▶ [What is needed] Please write out the data below once more, exactly as it stands.

▶ [Source information]
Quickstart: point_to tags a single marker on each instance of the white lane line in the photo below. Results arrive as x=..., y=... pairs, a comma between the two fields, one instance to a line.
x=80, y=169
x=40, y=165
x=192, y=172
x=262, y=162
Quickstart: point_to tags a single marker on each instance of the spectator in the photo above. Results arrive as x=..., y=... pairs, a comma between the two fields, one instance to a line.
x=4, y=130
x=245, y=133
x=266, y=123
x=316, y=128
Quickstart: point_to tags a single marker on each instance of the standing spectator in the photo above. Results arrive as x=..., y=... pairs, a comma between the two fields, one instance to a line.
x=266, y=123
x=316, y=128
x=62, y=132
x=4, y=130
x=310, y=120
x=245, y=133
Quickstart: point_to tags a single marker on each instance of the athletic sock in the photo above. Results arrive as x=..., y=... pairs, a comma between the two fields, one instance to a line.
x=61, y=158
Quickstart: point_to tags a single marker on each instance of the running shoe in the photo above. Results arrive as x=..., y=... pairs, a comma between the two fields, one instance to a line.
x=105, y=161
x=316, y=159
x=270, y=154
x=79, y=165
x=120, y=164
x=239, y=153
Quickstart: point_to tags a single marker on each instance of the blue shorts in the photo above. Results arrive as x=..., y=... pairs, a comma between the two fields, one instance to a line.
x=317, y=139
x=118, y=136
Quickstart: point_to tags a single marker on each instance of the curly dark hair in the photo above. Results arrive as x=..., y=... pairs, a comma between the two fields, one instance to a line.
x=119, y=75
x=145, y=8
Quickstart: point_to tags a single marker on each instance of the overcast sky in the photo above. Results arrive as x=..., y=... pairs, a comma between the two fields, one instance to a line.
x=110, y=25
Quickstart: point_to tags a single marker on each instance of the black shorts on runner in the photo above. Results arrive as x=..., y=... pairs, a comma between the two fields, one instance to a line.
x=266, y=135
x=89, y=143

▶ [Written answer]
Quickstart: point_to tags a single marker on each instance of the white lane line in the photo below. Results arrive as x=..., y=... pairs, a comma between the two fields, one instance to a line.
x=80, y=169
x=40, y=165
x=192, y=172
x=262, y=162
Quickstart: point_to tags a single marker on each instance of the spectator in the photo above. Results arrive as x=..., y=... pairs, a comma between the two fields, one instance to a line.
x=4, y=130
x=245, y=133
x=266, y=123
x=316, y=128
Quickstart: point_to tags a single marker on each instance of the standing spectator in the photo above. Results arrive as x=..., y=... pairs, a comma between the two fields, one instance to a line.
x=266, y=123
x=316, y=128
x=62, y=132
x=4, y=130
x=310, y=120
x=245, y=133
Quickstart: point_to tags a single marker on each instance of the athletic sock in the photo above. Results arrive as x=..., y=... pairs, a comma between the two fields, one instance to a line.
x=61, y=158
Quickstart: point_to tags a single marker on each instance of the running shoe in the photo above. Results arrive as x=..., y=... pairs, a comma between the two fields, one instance to a line.
x=105, y=161
x=316, y=159
x=270, y=154
x=79, y=165
x=120, y=164
x=239, y=153
Quickstart: point_to tags a single marker on each instance of the blue shorts in the photo above. Results arrive as x=..., y=... pairs, a comma between the two fields, one instance to a line.
x=317, y=139
x=118, y=136
Quickstart: point_to tags a single marker on each instance of the curly dark hair in the photo above. Results arrive as x=..., y=... pairs, a comma between the two fields, one instance to a line.
x=119, y=75
x=145, y=8
Quickstart: point_to tags a single marker on each instance of the overcast sky in the photo above. Results arrive as x=..., y=... pairs, a comma between the two fields, one instance to a line.
x=110, y=25
Quickstart: point_to tags a single marker on each instance of the black shorts on runner in the photo above. Results arrive as x=..., y=... pairs, a comma between the two fields, one instance to a line.
x=266, y=135
x=89, y=143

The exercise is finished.